__What needs to be done__:
Reproduce word for word the items below, from the line containing "Batch processing job — object class: boy's curly" through the line containing "525 937 584 982", both lines included.

__A sequence of records__:
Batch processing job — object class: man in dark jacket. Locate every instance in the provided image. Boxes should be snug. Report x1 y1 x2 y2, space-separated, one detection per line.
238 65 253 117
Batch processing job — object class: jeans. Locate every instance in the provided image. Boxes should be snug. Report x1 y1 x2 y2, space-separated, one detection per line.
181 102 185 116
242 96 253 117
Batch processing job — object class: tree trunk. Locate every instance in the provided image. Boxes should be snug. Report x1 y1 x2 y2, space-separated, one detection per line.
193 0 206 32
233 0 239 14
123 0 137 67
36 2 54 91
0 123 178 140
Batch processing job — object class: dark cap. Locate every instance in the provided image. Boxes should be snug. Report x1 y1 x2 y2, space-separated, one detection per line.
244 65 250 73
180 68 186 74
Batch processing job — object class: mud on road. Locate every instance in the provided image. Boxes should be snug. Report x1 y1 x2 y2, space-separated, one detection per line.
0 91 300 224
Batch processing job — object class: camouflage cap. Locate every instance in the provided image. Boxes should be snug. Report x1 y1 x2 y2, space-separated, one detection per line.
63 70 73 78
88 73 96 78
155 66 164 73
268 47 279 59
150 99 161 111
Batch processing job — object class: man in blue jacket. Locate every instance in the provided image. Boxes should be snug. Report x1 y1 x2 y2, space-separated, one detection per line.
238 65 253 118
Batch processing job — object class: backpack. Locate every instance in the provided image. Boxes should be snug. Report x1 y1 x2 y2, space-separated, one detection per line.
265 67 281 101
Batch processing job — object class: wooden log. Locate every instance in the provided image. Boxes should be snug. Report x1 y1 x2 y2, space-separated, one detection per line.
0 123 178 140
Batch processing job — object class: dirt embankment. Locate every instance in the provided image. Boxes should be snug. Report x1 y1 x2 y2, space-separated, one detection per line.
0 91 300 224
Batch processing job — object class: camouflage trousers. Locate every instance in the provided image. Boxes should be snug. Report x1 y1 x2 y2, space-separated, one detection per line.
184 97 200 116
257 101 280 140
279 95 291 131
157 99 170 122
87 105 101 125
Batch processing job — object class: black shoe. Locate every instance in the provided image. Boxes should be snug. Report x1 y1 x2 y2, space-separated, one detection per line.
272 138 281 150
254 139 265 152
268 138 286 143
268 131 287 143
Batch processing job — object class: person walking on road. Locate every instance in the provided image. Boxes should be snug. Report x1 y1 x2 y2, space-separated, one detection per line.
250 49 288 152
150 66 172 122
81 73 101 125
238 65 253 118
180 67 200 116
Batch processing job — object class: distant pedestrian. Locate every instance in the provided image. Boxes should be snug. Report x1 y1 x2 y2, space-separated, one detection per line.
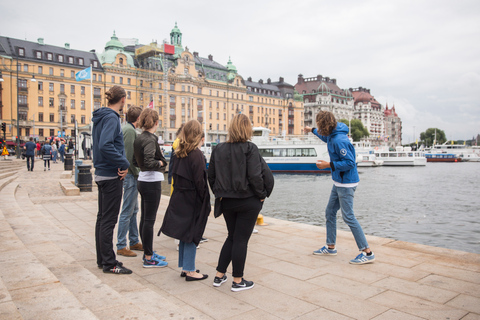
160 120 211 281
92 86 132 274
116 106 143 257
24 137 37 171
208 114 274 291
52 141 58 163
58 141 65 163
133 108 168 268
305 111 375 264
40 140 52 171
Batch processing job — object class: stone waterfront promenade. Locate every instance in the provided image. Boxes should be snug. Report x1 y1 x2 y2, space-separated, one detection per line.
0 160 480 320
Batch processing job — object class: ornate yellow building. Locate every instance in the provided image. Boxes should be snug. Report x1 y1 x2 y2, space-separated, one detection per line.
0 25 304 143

--

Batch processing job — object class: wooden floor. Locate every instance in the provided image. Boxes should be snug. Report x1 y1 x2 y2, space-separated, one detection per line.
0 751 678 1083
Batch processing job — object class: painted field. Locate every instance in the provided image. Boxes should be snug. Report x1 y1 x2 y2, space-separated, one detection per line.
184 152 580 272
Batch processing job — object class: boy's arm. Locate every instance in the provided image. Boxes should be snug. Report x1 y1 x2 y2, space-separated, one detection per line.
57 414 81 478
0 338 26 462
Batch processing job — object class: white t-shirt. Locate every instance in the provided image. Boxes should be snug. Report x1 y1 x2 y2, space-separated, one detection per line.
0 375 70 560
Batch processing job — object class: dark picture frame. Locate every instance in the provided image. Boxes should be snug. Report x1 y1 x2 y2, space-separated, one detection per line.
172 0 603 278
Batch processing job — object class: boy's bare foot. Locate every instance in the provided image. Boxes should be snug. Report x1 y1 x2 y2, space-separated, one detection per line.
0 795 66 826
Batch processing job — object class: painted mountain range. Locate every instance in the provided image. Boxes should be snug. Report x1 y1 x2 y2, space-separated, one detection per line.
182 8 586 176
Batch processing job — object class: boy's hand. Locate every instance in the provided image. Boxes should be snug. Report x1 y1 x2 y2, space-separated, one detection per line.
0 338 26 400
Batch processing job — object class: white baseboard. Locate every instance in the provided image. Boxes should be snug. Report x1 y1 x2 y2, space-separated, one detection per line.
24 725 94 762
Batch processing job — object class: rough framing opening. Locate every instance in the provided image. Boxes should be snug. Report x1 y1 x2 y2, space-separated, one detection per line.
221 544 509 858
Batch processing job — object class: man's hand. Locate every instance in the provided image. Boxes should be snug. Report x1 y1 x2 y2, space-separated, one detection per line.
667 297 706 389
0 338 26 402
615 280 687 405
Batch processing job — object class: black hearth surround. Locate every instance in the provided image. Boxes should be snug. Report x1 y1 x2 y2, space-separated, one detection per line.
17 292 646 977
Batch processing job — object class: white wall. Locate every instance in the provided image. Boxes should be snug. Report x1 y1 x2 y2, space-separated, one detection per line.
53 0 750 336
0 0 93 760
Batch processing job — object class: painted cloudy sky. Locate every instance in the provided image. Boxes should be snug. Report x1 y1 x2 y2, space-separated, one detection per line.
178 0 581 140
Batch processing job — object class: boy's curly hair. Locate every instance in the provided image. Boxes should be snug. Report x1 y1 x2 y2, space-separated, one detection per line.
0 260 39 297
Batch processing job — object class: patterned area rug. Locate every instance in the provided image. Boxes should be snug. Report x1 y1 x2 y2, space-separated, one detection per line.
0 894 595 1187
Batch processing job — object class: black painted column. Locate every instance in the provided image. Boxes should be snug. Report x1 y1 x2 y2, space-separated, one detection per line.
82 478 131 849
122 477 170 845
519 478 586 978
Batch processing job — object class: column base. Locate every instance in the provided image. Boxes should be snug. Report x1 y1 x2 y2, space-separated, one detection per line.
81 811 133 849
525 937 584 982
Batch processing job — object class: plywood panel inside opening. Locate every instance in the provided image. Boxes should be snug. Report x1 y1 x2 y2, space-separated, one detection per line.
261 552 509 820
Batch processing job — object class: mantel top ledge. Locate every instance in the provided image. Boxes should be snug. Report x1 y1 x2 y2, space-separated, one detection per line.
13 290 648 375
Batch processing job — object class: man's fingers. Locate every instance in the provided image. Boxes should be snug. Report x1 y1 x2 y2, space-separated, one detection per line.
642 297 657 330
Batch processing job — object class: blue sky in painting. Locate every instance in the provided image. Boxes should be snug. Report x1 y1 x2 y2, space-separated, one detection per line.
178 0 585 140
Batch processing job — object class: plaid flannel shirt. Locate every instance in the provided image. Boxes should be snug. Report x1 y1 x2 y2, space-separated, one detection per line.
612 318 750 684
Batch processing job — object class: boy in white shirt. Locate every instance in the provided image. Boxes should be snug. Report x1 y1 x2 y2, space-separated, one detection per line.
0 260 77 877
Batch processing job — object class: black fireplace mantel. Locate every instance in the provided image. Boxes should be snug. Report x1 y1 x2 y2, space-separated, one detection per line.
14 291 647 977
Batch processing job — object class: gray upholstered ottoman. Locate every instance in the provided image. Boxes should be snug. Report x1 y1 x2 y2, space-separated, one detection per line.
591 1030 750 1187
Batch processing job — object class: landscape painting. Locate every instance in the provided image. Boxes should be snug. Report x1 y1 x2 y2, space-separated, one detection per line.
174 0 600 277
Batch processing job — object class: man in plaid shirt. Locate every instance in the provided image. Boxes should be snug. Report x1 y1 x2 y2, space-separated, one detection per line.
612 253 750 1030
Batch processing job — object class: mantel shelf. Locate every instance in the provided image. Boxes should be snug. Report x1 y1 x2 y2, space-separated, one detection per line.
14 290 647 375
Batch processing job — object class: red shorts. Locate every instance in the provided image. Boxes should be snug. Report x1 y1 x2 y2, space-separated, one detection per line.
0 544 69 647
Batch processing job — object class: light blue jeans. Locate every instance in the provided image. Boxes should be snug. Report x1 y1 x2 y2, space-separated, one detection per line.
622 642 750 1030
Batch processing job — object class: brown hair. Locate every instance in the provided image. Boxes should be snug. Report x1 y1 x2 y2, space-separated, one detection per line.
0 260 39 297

--

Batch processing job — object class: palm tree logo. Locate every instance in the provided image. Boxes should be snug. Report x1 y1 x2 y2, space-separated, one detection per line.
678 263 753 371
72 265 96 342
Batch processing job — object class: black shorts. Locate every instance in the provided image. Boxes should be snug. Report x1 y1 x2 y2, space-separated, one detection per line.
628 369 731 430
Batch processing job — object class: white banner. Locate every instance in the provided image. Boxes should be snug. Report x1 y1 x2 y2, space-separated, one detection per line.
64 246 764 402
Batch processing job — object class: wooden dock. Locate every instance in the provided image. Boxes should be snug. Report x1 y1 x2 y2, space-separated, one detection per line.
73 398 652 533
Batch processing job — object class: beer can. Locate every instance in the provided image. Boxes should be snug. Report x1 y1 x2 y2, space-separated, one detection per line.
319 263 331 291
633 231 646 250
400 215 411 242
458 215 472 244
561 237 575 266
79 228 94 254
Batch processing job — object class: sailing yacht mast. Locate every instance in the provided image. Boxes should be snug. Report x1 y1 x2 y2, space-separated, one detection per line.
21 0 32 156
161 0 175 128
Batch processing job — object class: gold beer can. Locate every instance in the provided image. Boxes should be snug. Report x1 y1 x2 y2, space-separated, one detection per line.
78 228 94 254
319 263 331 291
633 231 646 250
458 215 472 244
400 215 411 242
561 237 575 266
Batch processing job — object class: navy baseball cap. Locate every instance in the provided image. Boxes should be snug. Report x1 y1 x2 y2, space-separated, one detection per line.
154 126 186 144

__Answer__:
Batch processing job — object class: boy's curly hair. Locate every instance in the provided image. Boxes should be snug. Report x1 y1 x2 y2, space-separated, one detection per line.
0 260 39 297
Batch processing job — object class: patterned area rug. Locate every instance in the provided image. Boxes should be snug. Report x1 y1 x2 y2, space-separated, one detection per line.
0 894 595 1187
Batch processing job — object class: black painted column. Locate every instance in the provided image. Boxes should be snug. Report x1 y1 x2 y2, space-separated, one detection per line.
82 478 131 849
122 477 170 845
519 478 586 978
Batch processing job — object class: column base. Locate every instance in the provided image. Boxes should be snug. Report x1 y1 x2 y2, space-separated, one detection per line.
81 811 133 849
525 937 584 982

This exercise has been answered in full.